__DATASET EXCERPTS__
* * * * * * * * *

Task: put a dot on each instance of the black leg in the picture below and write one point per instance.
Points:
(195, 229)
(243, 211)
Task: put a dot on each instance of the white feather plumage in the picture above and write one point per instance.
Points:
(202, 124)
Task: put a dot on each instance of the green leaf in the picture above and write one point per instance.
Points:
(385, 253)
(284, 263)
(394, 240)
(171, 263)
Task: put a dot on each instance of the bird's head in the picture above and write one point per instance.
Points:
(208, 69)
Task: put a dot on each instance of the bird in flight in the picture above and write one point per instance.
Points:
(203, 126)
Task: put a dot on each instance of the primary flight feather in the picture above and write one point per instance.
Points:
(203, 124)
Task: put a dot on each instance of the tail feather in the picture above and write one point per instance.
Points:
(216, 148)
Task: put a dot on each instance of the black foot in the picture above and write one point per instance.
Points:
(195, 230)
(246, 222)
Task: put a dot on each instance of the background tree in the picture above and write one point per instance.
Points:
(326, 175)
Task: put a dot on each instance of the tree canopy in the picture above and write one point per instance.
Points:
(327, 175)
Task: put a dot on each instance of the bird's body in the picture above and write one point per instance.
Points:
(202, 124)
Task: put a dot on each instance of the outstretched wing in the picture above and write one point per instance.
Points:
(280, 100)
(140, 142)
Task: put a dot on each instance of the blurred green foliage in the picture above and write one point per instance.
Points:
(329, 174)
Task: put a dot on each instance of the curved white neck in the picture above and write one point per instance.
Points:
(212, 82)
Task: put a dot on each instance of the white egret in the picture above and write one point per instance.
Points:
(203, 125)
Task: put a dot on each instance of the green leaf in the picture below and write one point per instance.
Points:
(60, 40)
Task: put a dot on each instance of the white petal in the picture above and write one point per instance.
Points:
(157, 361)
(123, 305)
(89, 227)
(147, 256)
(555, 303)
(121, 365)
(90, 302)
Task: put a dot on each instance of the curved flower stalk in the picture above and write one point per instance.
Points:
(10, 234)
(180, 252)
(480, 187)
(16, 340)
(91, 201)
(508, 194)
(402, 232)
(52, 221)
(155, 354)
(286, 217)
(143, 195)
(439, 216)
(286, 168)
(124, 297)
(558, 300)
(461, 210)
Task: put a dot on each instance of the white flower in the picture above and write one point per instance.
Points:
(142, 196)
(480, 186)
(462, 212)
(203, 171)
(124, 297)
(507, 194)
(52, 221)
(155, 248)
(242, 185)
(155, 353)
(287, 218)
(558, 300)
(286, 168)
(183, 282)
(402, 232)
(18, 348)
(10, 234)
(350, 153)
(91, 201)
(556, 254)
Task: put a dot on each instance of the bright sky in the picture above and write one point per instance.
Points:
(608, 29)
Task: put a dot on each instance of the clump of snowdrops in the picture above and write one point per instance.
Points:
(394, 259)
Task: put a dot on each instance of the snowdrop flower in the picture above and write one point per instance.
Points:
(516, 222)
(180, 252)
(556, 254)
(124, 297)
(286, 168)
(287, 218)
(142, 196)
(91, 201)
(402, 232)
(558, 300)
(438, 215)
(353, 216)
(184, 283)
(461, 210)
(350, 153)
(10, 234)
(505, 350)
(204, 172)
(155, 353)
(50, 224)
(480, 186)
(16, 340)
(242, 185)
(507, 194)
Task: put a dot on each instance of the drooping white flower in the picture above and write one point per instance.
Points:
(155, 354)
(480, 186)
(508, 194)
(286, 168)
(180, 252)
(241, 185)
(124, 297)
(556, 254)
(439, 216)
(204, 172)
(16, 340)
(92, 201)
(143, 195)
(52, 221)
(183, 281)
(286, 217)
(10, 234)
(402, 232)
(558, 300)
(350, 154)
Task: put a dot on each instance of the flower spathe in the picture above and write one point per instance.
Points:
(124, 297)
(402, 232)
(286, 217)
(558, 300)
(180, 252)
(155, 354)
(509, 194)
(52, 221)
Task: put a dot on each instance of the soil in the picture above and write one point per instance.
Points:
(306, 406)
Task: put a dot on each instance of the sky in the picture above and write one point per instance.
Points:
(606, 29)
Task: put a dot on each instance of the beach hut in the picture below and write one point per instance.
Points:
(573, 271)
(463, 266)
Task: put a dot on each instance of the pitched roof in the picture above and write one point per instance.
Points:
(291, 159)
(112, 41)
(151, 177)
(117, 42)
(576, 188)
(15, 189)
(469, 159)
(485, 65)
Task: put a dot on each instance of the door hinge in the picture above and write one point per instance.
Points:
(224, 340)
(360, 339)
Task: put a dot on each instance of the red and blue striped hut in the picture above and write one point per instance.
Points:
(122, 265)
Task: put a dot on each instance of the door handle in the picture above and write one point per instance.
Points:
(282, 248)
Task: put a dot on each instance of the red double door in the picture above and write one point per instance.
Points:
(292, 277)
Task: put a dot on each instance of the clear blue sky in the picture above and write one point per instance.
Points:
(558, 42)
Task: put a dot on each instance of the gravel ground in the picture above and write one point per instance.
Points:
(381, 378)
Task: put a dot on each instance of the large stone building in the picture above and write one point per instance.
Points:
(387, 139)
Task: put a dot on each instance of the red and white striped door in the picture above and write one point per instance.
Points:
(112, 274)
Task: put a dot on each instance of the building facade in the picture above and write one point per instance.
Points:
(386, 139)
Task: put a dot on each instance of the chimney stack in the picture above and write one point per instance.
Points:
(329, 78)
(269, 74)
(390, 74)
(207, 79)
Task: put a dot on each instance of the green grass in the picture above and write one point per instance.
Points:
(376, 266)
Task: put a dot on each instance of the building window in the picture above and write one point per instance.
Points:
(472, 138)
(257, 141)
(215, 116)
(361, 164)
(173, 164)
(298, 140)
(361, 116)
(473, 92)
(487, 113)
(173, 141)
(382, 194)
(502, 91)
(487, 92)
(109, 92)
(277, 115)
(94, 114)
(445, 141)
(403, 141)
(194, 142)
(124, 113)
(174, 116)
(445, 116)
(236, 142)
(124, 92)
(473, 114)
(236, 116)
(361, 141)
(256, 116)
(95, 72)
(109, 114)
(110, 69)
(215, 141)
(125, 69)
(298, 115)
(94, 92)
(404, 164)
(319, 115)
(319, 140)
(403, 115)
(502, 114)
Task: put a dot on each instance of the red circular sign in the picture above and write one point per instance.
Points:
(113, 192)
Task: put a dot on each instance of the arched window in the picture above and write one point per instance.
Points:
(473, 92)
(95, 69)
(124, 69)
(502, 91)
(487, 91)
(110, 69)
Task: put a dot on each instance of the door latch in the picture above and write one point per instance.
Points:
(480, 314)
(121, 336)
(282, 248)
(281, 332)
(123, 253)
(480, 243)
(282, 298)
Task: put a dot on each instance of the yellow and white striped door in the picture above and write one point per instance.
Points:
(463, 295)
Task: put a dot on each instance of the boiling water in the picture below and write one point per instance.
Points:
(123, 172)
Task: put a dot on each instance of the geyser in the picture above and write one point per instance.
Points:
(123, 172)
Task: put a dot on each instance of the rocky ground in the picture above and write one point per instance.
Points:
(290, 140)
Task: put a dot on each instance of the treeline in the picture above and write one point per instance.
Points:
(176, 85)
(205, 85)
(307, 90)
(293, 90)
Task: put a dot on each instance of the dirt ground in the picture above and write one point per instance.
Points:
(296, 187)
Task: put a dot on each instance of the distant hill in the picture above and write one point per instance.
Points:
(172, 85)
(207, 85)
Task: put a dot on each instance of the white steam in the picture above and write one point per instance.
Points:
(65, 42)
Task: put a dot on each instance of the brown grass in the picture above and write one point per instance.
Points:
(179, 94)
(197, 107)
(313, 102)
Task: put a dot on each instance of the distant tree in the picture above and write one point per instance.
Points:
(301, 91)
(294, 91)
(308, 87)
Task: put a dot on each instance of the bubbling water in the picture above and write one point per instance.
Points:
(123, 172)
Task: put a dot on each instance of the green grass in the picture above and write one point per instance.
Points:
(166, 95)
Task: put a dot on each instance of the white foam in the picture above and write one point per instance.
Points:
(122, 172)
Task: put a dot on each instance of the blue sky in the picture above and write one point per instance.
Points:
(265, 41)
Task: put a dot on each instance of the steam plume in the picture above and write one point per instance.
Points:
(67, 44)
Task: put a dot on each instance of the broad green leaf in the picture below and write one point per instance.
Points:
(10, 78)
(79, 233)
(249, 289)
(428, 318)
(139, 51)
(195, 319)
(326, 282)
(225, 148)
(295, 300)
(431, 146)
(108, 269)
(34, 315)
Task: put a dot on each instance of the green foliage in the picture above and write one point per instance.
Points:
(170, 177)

* * * * * * * * *

__EXERCISE INSTRUCTIONS__
Return exactly the lines from the one containing "Task: put a dot on each instance of the distant tree" to the last line of the data, and nothing more.

__THE RESULT__
Task: put a dot on each instance of the distant tree in the picture above and write one point per instance.
Points:
(301, 91)
(294, 91)
(308, 87)
Task: put a dot on each instance of the bubbling water in the picture above and write one point per instance.
Points:
(123, 172)
Task: put a dot on each instance of the green grass in the picture above and write one point per instance.
Points:
(166, 95)
Task: put a dot on each instance of the white foam in the picture above and write one point per instance.
Points:
(122, 172)
Task: put a dot on each instance of the blue sky in the picture above and write one point per instance.
Points:
(265, 41)
Task: put a dot on each instance of the steam plume in the picture above and write one point per instance.
Points:
(67, 44)
Task: put a dot on each instance of the broad green leaf in the picture below and write one point per instance.
Points:
(10, 78)
(79, 233)
(249, 289)
(428, 318)
(139, 51)
(195, 319)
(326, 282)
(225, 148)
(295, 300)
(431, 146)
(108, 269)
(34, 315)
Task: put a dot on each instance of the green foliage in the picture above and write one point per instance.
Points:
(170, 177)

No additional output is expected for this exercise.